◆ **Document passage**:
=-=-=
There is a modest ruffling of feathers every time I share news of Big Personal Sadness on the internet. It doesn’t apply the same way to good news — we’ve trained ourselves to watch for baby announcements and pictures online. We share successes large and small on Facebook and pat each other on our virtual backs and feel that dopamine rush from participating a little bit in a friend’s happiness.

We experience our family and friends’ joy in real time.

Bad news feels different. I don’t have any data on this (bet you Facebook does, though), but I get it. It seems too impersonal, like, “Why am I hearing about this at the same time as that person you barely even knew from high school? I thought we were closer.”

We were. We are. And there used to be a better structure in place to cover the Bad News conversations with more connection; I used to have a mom and grandmothers to pass it on to family members. I used to have crew three times a week. And I used to have time to talk on the phone or spend hours sipping coffee with friends and chewing over even our smallest worries.

Those days have long since passed. I am, as a dear friend noted this summer, right in the thick of it. As well, I’ve been a blogger for a lot of years (not that you could tell from my more recent archives). Most people read about my divorce and Mom’s death online before they heard it by word of mouth.

I write better than I talk.

And I am exhausted.

When my doctor told me on Monday that I had papillary T1b thyroid cancer, my dad was picking Grayson up from school and Graham was holding a fussing Alex and I was already knee-deep in more post-op activity than advised in the first week. Suddenly, we had a little over two weeks to plan for another surgery, another night away, and another week of trying to explain to the boys that Mommy can’t pick them up. Again.

The people who found out first were the grown-ups in the house. The people who found out next were immediate family and a cousin with a similar neck lump she’d better get checked before I get on a plane and stab it myself. And the only other people who found out offline, away from Facebook, are the nearby friends who’ve been our first line of support through this craptastic year of death, illness, and life with a newborn and a high-needs preschooler. They heard fast because we needed their help. Fast. They could bring over some dinner. They could watch the boys, who already know them, for a couple of hours so Graham could come to my post-op appointment with me. Everyone else found out the next day, when I’d had a moment to think about how I needed to handle this.
=-=-=
◆ **Data for review**:
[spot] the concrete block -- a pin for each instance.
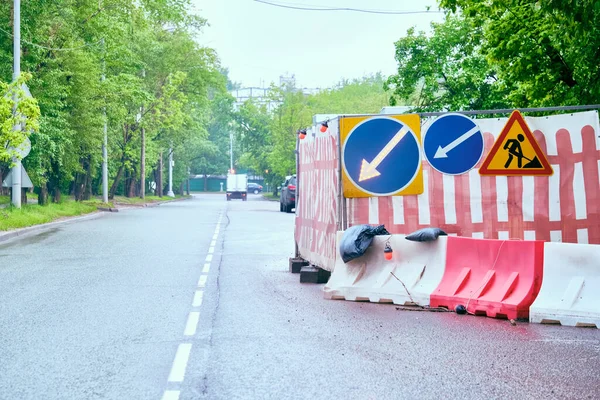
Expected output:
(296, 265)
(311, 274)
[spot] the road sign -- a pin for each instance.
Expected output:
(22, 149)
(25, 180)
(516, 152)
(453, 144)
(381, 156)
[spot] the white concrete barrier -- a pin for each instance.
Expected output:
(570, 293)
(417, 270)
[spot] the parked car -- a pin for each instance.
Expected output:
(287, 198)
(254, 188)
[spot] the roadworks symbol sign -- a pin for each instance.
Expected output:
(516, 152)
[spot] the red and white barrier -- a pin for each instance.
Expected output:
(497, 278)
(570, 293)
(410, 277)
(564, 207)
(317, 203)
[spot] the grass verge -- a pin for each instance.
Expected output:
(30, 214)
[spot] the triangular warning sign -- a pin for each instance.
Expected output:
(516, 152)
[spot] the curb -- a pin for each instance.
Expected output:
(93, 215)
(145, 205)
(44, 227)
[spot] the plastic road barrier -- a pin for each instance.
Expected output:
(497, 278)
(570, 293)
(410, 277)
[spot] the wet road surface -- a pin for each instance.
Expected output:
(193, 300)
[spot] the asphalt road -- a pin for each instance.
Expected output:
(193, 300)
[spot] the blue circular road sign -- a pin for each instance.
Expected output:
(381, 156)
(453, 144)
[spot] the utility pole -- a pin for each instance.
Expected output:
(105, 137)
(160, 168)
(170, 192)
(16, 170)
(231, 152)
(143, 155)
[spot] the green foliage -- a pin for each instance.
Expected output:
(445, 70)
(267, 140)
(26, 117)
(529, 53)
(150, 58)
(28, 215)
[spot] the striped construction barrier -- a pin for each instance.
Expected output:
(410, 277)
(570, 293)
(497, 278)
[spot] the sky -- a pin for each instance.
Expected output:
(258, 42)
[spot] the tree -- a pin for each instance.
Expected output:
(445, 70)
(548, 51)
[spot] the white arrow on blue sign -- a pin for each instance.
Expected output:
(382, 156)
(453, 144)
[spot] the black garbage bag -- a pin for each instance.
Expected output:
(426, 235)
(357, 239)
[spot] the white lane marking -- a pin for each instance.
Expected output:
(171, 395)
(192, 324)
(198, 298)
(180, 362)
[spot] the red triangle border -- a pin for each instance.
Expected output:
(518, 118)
=-=-=
◆ **Task instructions**:
1/ Summarize the blog post about sharing bad news online in two sentences.
2/ In the blog post about sharing bad news online, what kind of cancer did the doctor diagnose on Monday?
3/ Carry on the blog post about sharing bad news online from the point where it ends.

◆ **Answer list**:
1/ The writer notes that good news is welcomed online but bad news shared there can feel impersonal, and that the older ways of passing on hard news, through a mom, grandmothers, crew and long talks with friends, are gone. After a diagnosis of papillary T1b thyroid cancer, the household, immediate family, a cousin and nearby friends who could help were told first, and everyone else found out the next day.

2/ Papillary T1b thyroid cancer.

3/
People who diapered my butt in the 1970s and coworkers from 2011 all experienced my shock and dismay the same way and as immediately as they experienced the joy of Alex’s birth nearly a year ago, and Grayson’s before that. And that was intentional.

My energy right now is very limited. The needs of my family are very high. My doctor said “cancer” and I chose to spend my energy on my kids instead of having multiple difficult, awkward conversations with anyone who wasn’t immediately affected. (And really, who answers the phone these days? I frequently don’t.)

This isn’t everyone’s m.o., and I understand that. But I also have a hefty stack of messages from people over the years who did something important or felt better because of how I shared the less-fun news, and that matters to me, too. For every person who thought there should have been a phone call, there’s another person texting me separately about their plans to get their lump checked.

This is also just how I live my truth. It’s nearly 2018 and I am equally cool with finding out everything online and not finding out at all if you don’t feel the need to tell me at the moment.

Tell me! Tell me everything! I care about you! And tell me in whatever way is most comfortable for you.

But if you don’t, I promise to assume and accept that, for whatever reason, right now I am in an outer ring of your personal concentric circles of grief. Just point me to whomever is charge of telling me whether someone in the house has food allergies, or which email to use for your Munchery gift card.

 

* Hidden Malignancy is both a great band name and the overriding theme for 2017. It applies to SO MUCH.